**Required tasks**
(a) Answer these questions about the Bunnicula transcript:
(i) What food is served to Chester?
(ii) How long is Mina expected to be gone?
(iii) What kind of farm did the man on TV run, and out of which city?
(b) Reproduce everything in the Bunnicula transcript from "Yeah, she ain't" down to "that word before.".
(c) Carry on the Bunnicula transcript beyond its final line.
::: Selected passage
Skedaddle. S-K-E-D-A-D-D-L-E.
Skedaddle.
Now, now, now. Remember the rule.
I before E except after three.
All right, guys, wish me luck.
Just kidding. I don't need it.
Uh Okay.
[whines]
[in slow motion] See you
in a couple days.
[crying]
[Bunnicula]
Oh, Mina.
-And Z after W. Unless it's a leap year.
-Got it, Dad.
[gibbering]
[sobbing]
Poor Bunnic.
He's developed a nasty case
of separation anxiety.
Come on, you're overreacting.
I mean, she might be the most
important person in our lives.
-But that's no reason to be upset.
-Yeah.
-Not like she's never coming back.
-Yeah.
And it's not like the end
of the world as we know it.
Yeah.
[all sobbing]
I miss her so much!
[sobbing continues]
Is it me? Do you guys not like me?
I can change.
I-- I can change.
[sobbing continues]
I know what will cheer you guys up.
Here you go, Harold,
a nice helping of kibble.
Mm!
And for Chester, we have
some Dandy Cat's Delight.
And for Bunnicula, a nice juicy carrot.
[gibbering]
[weeping]
Well, two out of three ain't bad.
[Bunnicula weeping and moaning]
Oh, man, Bunnicula's really taking
this Mina thing bad.
[whimpering and gibbering]
Hey, buddy. You okay?
[whimpering and gibbering]
She's only gonna be gone
for the weekend. No reason to be upset.
I know it's hard, Bunnic, but trust us,
she's gonna be back.
Yeah, she ain't absquatulating.
Yeah, she's not absqua--
Wait, what does that mean?
Oh, come on, Chester,
don't you start absquatulating.
Well, no, I've just never heard
that word before.
I'm just not sure
if it's a workout for your abs
or are you talking about a vegetable?
I-- Look, Bunnicu-- Where'd he go?
-Maybe he needed some time to himself.
-Yeah, you're probably right.
[rooster crows]
[Bunnicula whimpering and gibbering]
[man on TV]
And I was the original owner of Lucy.
I ran a cantaloupe farm
out of Buffalo, New York
back before you could say
it was cool to do that.
[woman] Lucy was featured
in over seven films and documentaries.
Oh! Someday I'll have the glamorous life
of a TV cantaloupe.
::::::
::: Entries provided
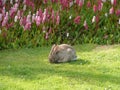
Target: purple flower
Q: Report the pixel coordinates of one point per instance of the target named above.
(118, 12)
(1, 17)
(57, 18)
(85, 25)
(111, 11)
(38, 20)
(95, 8)
(5, 20)
(77, 20)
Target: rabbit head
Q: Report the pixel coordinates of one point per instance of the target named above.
(62, 53)
(53, 54)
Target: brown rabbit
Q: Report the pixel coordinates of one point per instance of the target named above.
(62, 53)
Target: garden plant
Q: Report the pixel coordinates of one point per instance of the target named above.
(33, 23)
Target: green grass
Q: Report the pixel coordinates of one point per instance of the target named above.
(97, 68)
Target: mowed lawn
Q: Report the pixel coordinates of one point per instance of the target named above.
(97, 68)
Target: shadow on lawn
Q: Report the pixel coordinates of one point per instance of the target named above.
(79, 62)
(32, 72)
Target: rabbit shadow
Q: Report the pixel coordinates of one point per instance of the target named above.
(80, 62)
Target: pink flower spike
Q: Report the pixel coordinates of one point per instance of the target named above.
(77, 20)
(114, 2)
(100, 6)
(95, 8)
(50, 30)
(57, 18)
(93, 19)
(1, 17)
(38, 20)
(27, 26)
(118, 12)
(45, 1)
(85, 25)
(33, 17)
(46, 36)
(88, 4)
(53, 16)
(111, 11)
(97, 19)
(80, 4)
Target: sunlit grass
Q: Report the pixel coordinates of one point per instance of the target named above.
(97, 68)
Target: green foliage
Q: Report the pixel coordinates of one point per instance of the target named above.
(97, 68)
(107, 31)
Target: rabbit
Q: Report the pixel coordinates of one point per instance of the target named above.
(62, 53)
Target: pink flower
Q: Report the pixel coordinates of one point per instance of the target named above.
(88, 4)
(28, 19)
(33, 17)
(100, 5)
(57, 18)
(27, 26)
(44, 18)
(97, 19)
(50, 30)
(111, 11)
(5, 20)
(38, 20)
(45, 1)
(9, 25)
(118, 12)
(85, 25)
(77, 20)
(46, 36)
(53, 16)
(95, 8)
(93, 19)
(114, 2)
(1, 17)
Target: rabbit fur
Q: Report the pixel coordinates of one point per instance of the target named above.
(62, 53)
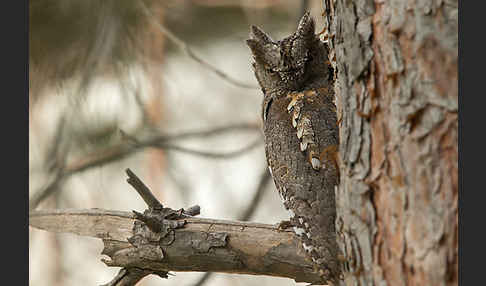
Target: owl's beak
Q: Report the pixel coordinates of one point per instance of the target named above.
(259, 35)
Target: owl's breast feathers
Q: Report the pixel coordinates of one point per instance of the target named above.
(301, 139)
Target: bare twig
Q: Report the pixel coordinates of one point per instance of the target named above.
(188, 52)
(121, 151)
(143, 190)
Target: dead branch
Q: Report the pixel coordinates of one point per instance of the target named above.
(162, 240)
(201, 245)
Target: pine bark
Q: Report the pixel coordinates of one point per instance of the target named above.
(397, 99)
::::::
**Answers**
(a)
(i) Dandy Cat's Delight.
(ii) For the weekend.
(iii) A cantaloupe farm, out of Buffalo, New York.

(b)
Yeah, she ain't absquatulating.
Yeah, she's not absqua--
Wait, what does that mean?
Oh, come on, Chester,
don't you start absquatulating.
Well, no, I've just never heard
that word before.

(c)
[gulps]
Hey, man, what are we watching?
Hello? What are we watching?
Hm?
[gibbering]
[yells]
Boy, sure is windy today, huh, Chester?
-We're indoors, big guy.
-Yeah.
Huh? Hm
Oh
Huh?
Wait, what?
Hey, why you absquatulating me?
I really don't think that means
what you think that means.
[all screaming]
What are you guys afraid of?
[gasping]
[screaming]
Oh!
This is not worth $20.
[panting]
Hey
Ooh!
Please don't be there.
Please don't be there.
[yelling]
-Did she just absquatulate on us?
-Yup.
Harold, run!
Where are you guys going?
[yelling]
Do you think it's still after us?
Why are you avoiding me?
[grunts]
I don't understand. I'm sad.
[mumbling and sobbing]
[rooster crows]
Hello. Anybody in here?
Any sign of the ghost?
-Harold, quit pushing.
-Well, I'm hungry.
Been hiding for two whole days.
Yeah, I'm hungry too.
We need Bunnicula to protect us
from the ghost.
Where is Bunnicula anyways? [yells]
Ugh!
A rotten yam?
With bite marks? Hm.
Bunny tracks?
Hm
[murmuring and crying]
Bunnicula, are you down there?
I've got a nice juicy carrot for you.
Not so loud, Chester.
The ghost might hear you.
I told you, Harold.
It's not a ghost. It's Bunnicula.
Oh, that's right. I forgot.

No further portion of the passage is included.